Arrange every one of the items below as a numbered list, leaving out any blank lines.

Records from a collection
________________________________________

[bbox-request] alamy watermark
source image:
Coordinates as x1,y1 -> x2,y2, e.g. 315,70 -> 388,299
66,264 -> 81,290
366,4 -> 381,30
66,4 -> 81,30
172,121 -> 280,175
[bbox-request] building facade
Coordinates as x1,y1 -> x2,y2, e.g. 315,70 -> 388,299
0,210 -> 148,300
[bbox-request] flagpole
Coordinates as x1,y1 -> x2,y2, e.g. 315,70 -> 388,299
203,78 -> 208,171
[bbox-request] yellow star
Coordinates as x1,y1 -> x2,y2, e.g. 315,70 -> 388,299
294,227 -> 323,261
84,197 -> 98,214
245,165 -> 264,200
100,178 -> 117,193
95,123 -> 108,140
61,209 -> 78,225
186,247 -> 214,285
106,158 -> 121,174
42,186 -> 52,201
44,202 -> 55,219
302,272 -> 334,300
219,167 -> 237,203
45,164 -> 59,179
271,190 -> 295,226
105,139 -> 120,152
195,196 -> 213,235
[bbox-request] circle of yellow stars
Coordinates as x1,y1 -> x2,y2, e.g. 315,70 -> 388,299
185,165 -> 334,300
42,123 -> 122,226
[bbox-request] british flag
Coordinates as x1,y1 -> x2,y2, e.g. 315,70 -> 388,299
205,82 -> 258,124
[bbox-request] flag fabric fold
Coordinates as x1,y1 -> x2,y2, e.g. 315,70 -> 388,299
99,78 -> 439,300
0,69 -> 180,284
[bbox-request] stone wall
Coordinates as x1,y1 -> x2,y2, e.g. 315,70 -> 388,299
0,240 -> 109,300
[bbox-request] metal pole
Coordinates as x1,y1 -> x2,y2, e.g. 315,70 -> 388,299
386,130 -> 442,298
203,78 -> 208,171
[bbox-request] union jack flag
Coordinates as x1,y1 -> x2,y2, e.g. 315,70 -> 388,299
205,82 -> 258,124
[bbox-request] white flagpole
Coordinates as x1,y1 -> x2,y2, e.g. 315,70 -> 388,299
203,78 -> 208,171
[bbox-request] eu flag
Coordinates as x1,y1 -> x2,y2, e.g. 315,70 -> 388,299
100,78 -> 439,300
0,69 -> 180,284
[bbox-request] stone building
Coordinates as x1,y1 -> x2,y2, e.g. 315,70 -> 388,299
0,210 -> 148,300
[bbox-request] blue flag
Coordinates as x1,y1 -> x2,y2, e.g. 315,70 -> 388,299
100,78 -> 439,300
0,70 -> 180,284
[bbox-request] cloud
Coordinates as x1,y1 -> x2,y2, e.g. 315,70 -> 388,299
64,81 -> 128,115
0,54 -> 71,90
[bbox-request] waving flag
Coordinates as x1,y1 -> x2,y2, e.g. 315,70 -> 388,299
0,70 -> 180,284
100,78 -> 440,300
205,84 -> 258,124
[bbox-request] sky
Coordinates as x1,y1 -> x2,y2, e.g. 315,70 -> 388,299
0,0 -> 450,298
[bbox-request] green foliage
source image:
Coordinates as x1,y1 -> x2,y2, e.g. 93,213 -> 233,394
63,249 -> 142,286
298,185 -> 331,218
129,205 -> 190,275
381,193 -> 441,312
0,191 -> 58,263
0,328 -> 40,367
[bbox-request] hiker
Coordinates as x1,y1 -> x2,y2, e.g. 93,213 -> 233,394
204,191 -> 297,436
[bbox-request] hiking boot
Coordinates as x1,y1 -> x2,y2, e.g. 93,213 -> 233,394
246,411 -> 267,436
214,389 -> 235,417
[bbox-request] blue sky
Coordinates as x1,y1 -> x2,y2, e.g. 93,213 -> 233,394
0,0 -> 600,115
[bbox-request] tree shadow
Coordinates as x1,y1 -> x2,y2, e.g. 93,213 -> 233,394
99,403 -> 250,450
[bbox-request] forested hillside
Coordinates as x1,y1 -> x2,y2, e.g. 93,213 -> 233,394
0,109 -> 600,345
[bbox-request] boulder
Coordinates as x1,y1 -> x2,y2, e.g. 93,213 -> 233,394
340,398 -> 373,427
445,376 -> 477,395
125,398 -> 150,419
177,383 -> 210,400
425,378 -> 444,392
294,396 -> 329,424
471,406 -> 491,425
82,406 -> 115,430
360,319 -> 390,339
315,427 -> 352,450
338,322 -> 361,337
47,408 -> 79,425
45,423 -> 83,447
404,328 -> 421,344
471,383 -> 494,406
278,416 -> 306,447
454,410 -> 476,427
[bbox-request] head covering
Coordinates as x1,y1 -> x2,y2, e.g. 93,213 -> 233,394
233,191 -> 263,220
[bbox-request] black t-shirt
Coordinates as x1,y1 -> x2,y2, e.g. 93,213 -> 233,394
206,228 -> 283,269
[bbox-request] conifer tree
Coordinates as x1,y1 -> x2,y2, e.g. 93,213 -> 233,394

________________________________________

• SOLUTION
1. [bbox-request] alamy watermark
2. source image:
3. Coordinates as x1,y1 -> x2,y2, e.g. 315,70 -> 388,299
4. 66,264 -> 81,290
5. 366,4 -> 381,30
6. 66,4 -> 81,30
7. 172,121 -> 280,175
8. [bbox-request] building facade
9. Coordinates as x1,y1 -> x2,y2, e.g. 315,70 -> 388,299
10. 0,210 -> 148,300
11. [bbox-request] flagpole
12. Coordinates as x1,y1 -> x2,y2, e.g. 315,70 -> 388,299
13. 203,78 -> 208,171
14. [bbox-request] yellow star
15. Coordinates as x1,y1 -> x2,y2, e.g. 315,70 -> 388,299
16. 294,227 -> 323,261
17. 84,197 -> 98,214
18. 245,165 -> 264,200
19. 100,178 -> 117,193
20. 95,123 -> 108,140
21. 61,209 -> 78,225
22. 186,247 -> 214,285
23. 106,158 -> 121,174
24. 42,186 -> 52,201
25. 44,202 -> 55,219
26. 302,272 -> 334,300
27. 219,167 -> 237,203
28. 45,164 -> 59,179
29. 271,190 -> 295,226
30. 105,139 -> 120,152
31. 195,196 -> 213,235
32. [bbox-request] circle of yellow stars
33. Coordinates as x1,y1 -> x2,y2, e.g. 315,70 -> 388,299
34. 185,165 -> 334,300
35. 42,123 -> 122,226
36. [bbox-request] british flag
37. Coordinates as x1,y1 -> x2,y2, e.g. 315,70 -> 388,299
38. 205,82 -> 258,124
39. [bbox-request] flag fabric fold
40. Coordinates as x1,y1 -> x2,y2, e.g. 315,70 -> 388,299
41. 99,78 -> 439,300
42. 0,69 -> 180,284
43. [bbox-request] stone wall
44. Coordinates as x1,y1 -> x2,y2, e.g. 315,70 -> 388,299
45. 0,240 -> 109,300
46. [bbox-request] metal pole
47. Coordinates as x1,y1 -> x2,y2, e.g. 315,70 -> 388,299
48. 386,130 -> 442,298
49. 203,78 -> 208,171
50. [bbox-request] union jack flag
51. Coordinates as x1,y1 -> x2,y2, e.g. 315,70 -> 388,299
52. 205,82 -> 258,124
53. [bbox-request] white flagpole
54. Coordinates as x1,y1 -> x2,y2, e.g. 315,70 -> 388,299
55. 203,78 -> 208,171
56. [bbox-request] eu flag
57. Coordinates as x1,y1 -> x2,y2, e.g. 315,70 -> 388,299
58. 100,78 -> 439,300
59. 0,69 -> 180,284
60. [bbox-request] stone building
61. Coordinates as x1,y1 -> x2,y2, e.g. 315,70 -> 388,299
62. 0,210 -> 148,300
63. [bbox-request] blue flag
64. Coordinates as x1,y1 -> x2,y2, e.g. 315,70 -> 388,299
65. 100,78 -> 439,300
66. 0,70 -> 180,284
67. [bbox-request] cloud
68. Coordinates as x1,y1 -> x2,y2, e.g. 315,70 -> 388,299
69. 64,81 -> 128,115
70. 0,54 -> 71,90
71. [bbox-request] waving flag
72. Coordinates as x1,y1 -> x2,y2, e.g. 315,70 -> 388,299
73. 0,70 -> 180,284
74. 100,78 -> 440,300
75. 205,84 -> 258,124
76. [bbox-request] sky
77. Coordinates as x1,y1 -> x2,y2, e.g. 315,70 -> 388,299
78. 0,0 -> 450,298
79. [bbox-request] green foliage
80. source image:
81. Coordinates as x1,y1 -> x2,y2, e.g. 93,213 -> 233,394
82. 63,249 -> 142,286
83. 298,185 -> 331,218
84. 129,205 -> 190,275
85. 381,193 -> 441,312
86. 0,191 -> 58,263
87. 0,328 -> 40,367
88. [bbox-request] hiker
89. Coordinates as x1,y1 -> x2,y2, e.g. 93,213 -> 233,394
90. 204,191 -> 297,436
91. [bbox-request] hiking boot
92. Coordinates as x1,y1 -> x2,y2, e.g. 93,213 -> 233,394
93. 246,411 -> 267,436
94. 214,389 -> 235,417
95. [bbox-request] blue sky
96. Coordinates as x1,y1 -> x2,y2, e.g. 93,213 -> 233,394
97. 0,0 -> 600,115
98. [bbox-request] tree shadow
99. Coordinates as x1,y1 -> x2,y2, e.g. 93,213 -> 233,394
100. 99,403 -> 250,450
101. [bbox-request] forested hillside
102. Coordinates as x1,y1 -> x2,y2, e.g. 93,213 -> 233,394
103. 0,109 -> 600,345
104. [bbox-request] boulder
105. Coordinates as x1,y1 -> x2,y2, e.g. 93,213 -> 233,394
106. 340,398 -> 373,427
107. 445,376 -> 477,395
108. 125,398 -> 150,419
109. 177,383 -> 210,400
110. 425,378 -> 444,392
111. 294,396 -> 329,424
112. 471,406 -> 491,425
113. 82,406 -> 115,430
114. 360,319 -> 390,339
115. 315,427 -> 352,450
116. 338,322 -> 361,337
117. 47,408 -> 79,425
118. 45,423 -> 83,447
119. 404,328 -> 421,344
120. 471,383 -> 494,406
121. 278,416 -> 306,447
122. 454,410 -> 476,427
123. [bbox-request] head covering
124. Coordinates as x1,y1 -> x2,y2, e.g. 93,213 -> 233,394
125. 233,191 -> 263,220
126. [bbox-request] black t-shirt
127. Coordinates as x1,y1 -> x2,y2, e.g. 93,213 -> 233,394
128. 206,228 -> 283,269
129. [bbox-request] conifer tree
130. Coordinates as x1,y1 -> x2,y2, e.g. 93,213 -> 233,394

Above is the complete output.